Goal:
Print all of the records below verbatim, leaving out the pictures.

Dataset extract:
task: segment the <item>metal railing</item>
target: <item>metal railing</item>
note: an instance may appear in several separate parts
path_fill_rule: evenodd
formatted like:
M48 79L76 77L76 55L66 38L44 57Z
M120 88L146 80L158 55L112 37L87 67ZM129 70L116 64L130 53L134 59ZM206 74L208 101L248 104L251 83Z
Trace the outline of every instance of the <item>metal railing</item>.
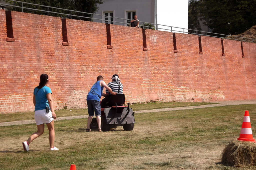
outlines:
M32 13L33 14L36 13L40 15L47 15L49 16L61 17L62 18L70 18L71 19L86 20L93 22L125 26L130 26L129 25L130 24L129 23L130 20L125 18L106 16L95 14L92 14L66 9L14 0L9 0L9 1L13 2L13 4L6 4L0 3L0 4L5 5L7 8L9 7L12 7L19 8L20 8L21 9L21 12L22 12ZM26 6L28 6L30 7ZM39 7L42 9L36 9L37 7L38 7L38 8ZM34 8L32 8L31 7L34 7ZM58 12L55 11L55 10L58 11ZM35 11L37 12L31 12L31 11ZM60 11L62 12L59 12ZM105 19L105 17L108 17L109 19L108 20ZM252 38L215 33L202 31L198 31L161 24L156 24L154 23L141 21L140 21L140 23L142 23L142 25L140 25L140 27L143 27L144 28L155 29L158 30L164 31L170 31L171 32L180 32L183 33L187 33L196 35L199 36L207 36L244 42L256 43L256 39ZM144 26L144 25L146 24L146 24L147 26ZM151 25L151 26L151 26L148 24Z

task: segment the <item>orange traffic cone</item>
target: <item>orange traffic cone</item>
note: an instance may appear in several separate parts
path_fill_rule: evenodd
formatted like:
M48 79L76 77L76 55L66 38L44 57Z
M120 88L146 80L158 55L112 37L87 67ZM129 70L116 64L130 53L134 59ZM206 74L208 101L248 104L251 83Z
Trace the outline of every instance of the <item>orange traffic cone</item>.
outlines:
M77 170L77 168L76 168L76 165L74 164L72 164L70 166L70 169L69 170Z
M252 137L252 127L251 126L250 117L249 115L249 111L247 110L244 113L242 128L240 131L240 136L237 140L240 141L249 141L252 142L256 142L255 139Z

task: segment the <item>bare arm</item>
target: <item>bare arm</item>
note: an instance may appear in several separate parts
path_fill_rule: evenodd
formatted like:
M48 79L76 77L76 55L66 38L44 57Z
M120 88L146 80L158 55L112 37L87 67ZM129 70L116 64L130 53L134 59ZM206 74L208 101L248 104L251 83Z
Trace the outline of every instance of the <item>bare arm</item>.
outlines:
M36 96L35 94L33 96L33 103L34 103L34 105L36 106Z
M54 112L54 109L53 108L53 102L52 101L52 99L51 98L51 93L49 93L46 94L46 97L47 98L47 100L48 101L48 103L49 103L50 108L51 109L51 112L52 114L52 117L54 119L56 119L56 114L55 114L55 112Z
M109 91L109 92L111 93L112 95L115 95L116 94L116 92L113 92L112 91L111 88L108 86L108 85L107 85L107 84L106 84L106 83L105 83L105 82L104 81L101 81L100 82L100 84L101 86L103 86L106 88L106 89L108 90ZM103 94L106 94L103 93L102 93L102 95L104 97L105 97L105 96L104 96L104 95L103 95Z

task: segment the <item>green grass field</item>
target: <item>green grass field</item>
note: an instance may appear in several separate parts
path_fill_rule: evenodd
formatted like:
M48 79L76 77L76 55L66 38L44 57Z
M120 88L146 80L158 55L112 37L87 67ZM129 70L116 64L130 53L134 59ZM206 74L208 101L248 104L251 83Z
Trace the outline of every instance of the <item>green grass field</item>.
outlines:
M255 169L220 162L226 145L239 137L246 110L256 135L255 108L240 105L135 114L131 131L119 127L86 132L87 119L59 120L55 122L57 151L49 150L46 127L27 152L22 142L36 130L35 125L2 126L0 169L69 169L71 164L78 170Z
M214 104L205 102L148 103L146 104L135 104L131 105L130 106L133 108L133 110L135 111L199 106ZM88 115L88 114L87 109L62 109L55 111L55 112L57 118L80 115ZM34 112L0 114L0 123L18 120L34 120Z

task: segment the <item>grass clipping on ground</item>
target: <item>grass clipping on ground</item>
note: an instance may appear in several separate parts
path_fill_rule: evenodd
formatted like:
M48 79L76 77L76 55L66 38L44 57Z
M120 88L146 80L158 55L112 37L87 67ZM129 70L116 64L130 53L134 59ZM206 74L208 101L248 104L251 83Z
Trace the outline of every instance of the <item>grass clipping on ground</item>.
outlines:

Exercise output:
task: segment the <item>metal railing</item>
target: <item>metal railing</item>
note: an instance may appear in several separate parts
path_fill_rule: evenodd
formatted like:
M48 79L76 77L76 55L66 38L44 57Z
M120 88L146 80L158 55L112 37L87 67ZM129 70L116 64L130 53L134 59ZM206 74L208 101L248 104L251 83Z
Trace the outline of every instance of the <item>metal railing</item>.
outlines:
M32 13L33 14L36 13L40 15L47 15L49 16L61 17L62 18L70 18L71 19L86 20L93 22L125 26L130 26L129 25L130 24L129 23L130 20L125 18L106 16L95 14L92 14L66 9L14 0L9 0L9 1L13 2L13 4L6 4L0 3L0 4L5 5L7 8L9 7L12 7L19 8L20 8L21 9L21 12L22 12ZM26 6L28 6L30 7ZM39 7L42 9L36 9L37 7L38 7L38 8ZM34 8L32 8L31 7L34 7ZM58 12L55 11L55 10L58 11ZM35 11L37 12L31 12L31 11ZM60 11L62 12L59 12ZM105 19L105 17L108 17L109 19L108 20ZM252 38L215 33L202 31L198 31L161 24L156 24L154 23L141 21L140 21L140 23L142 23L142 25L140 25L140 27L143 27L144 28L155 29L158 30L164 31L170 31L171 32L180 32L183 33L187 33L196 35L199 36L207 36L244 42L256 43L256 39ZM144 26L144 25L146 24L146 24L147 26ZM151 25L151 26L151 26L148 24Z

task: segment the <item>orange traffic cone</item>
target: <item>orange traffic cone</item>
note: an instance may appear in several separate parts
path_fill_rule: evenodd
formatted like:
M48 79L76 77L76 55L66 38L44 57Z
M120 88L146 80L158 55L112 37L87 67ZM129 70L116 64L130 53L134 59ZM206 74L208 101L248 104L251 83Z
Trace the outline of every instance of the <item>orange traffic cone</item>.
outlines:
M77 170L77 168L76 168L76 165L74 164L72 164L70 166L70 169L69 170Z
M252 137L252 127L251 126L250 117L249 115L249 111L247 110L244 113L242 128L240 131L240 136L237 140L240 141L249 141L252 142L256 142L255 139Z

task: segment the <item>bare arm</item>
target: <item>bare arm</item>
note: an instance may appear in several separate parts
path_fill_rule: evenodd
formatted like:
M48 79L76 77L76 55L66 38L44 57Z
M120 88L146 80L158 55L112 37L87 67ZM129 70L116 64L130 53L134 59ZM206 74L208 101L248 104L251 83Z
Trace the outline of every instance of the <item>bare arm</item>.
outlines:
M36 96L35 94L33 96L33 103L34 103L34 105L36 106Z
M54 112L54 109L53 108L53 102L52 101L52 99L51 98L51 93L49 93L46 94L46 97L47 98L47 100L48 101L48 103L49 103L50 108L51 109L51 112L52 114L52 117L54 119L56 119L56 114L55 114L55 112Z
M109 91L109 92L111 93L112 95L115 95L116 94L116 92L113 92L112 91L111 88L108 86L108 85L107 85L107 84L106 84L106 83L105 83L105 82L104 81L101 81L100 82L100 84L101 86L103 86L106 88L106 89L108 90ZM103 94L106 94L103 93L102 93L102 95L104 97L105 97L105 96L104 96L104 95L103 95Z

task: segment the <item>green grass field</item>
target: <item>green grass field</item>
note: an instance may appear in several separate parts
path_fill_rule: evenodd
formatted like:
M48 79L76 77L76 55L66 38L44 57Z
M120 88L146 80L158 55L112 37L87 67ZM129 70L116 64L130 53L134 59ZM206 74L208 101L248 104L251 83Z
Trace the outline of every instance of the <item>green grass field</item>.
outlines:
M255 169L220 162L226 145L239 137L246 110L256 135L255 108L240 105L135 114L131 131L119 127L86 132L87 119L59 120L55 122L57 151L49 150L46 127L27 152L22 142L36 130L35 125L2 126L0 169L69 169L71 164L78 170Z
M214 104L205 102L148 103L146 104L135 104L131 105L130 106L133 108L133 110L135 111L199 106ZM88 115L88 114L87 109L62 109L55 111L55 112L57 118L80 115ZM34 112L0 114L0 123L18 120L34 120Z

task: segment the <item>grass clipping on ground</item>
target: <item>grass clipping on ground</item>
note: an instance may appear in several separate parts
path_fill_rule: evenodd
formatted like:
M48 79L76 77L76 55L66 38L44 57Z
M120 88L146 80L158 55L112 37L87 67ZM129 70L116 64L130 53L134 59ZM206 74L208 101L248 104L251 83Z
Trace the outline of every instance of the <item>grass clipping on ground</item>.
outlines:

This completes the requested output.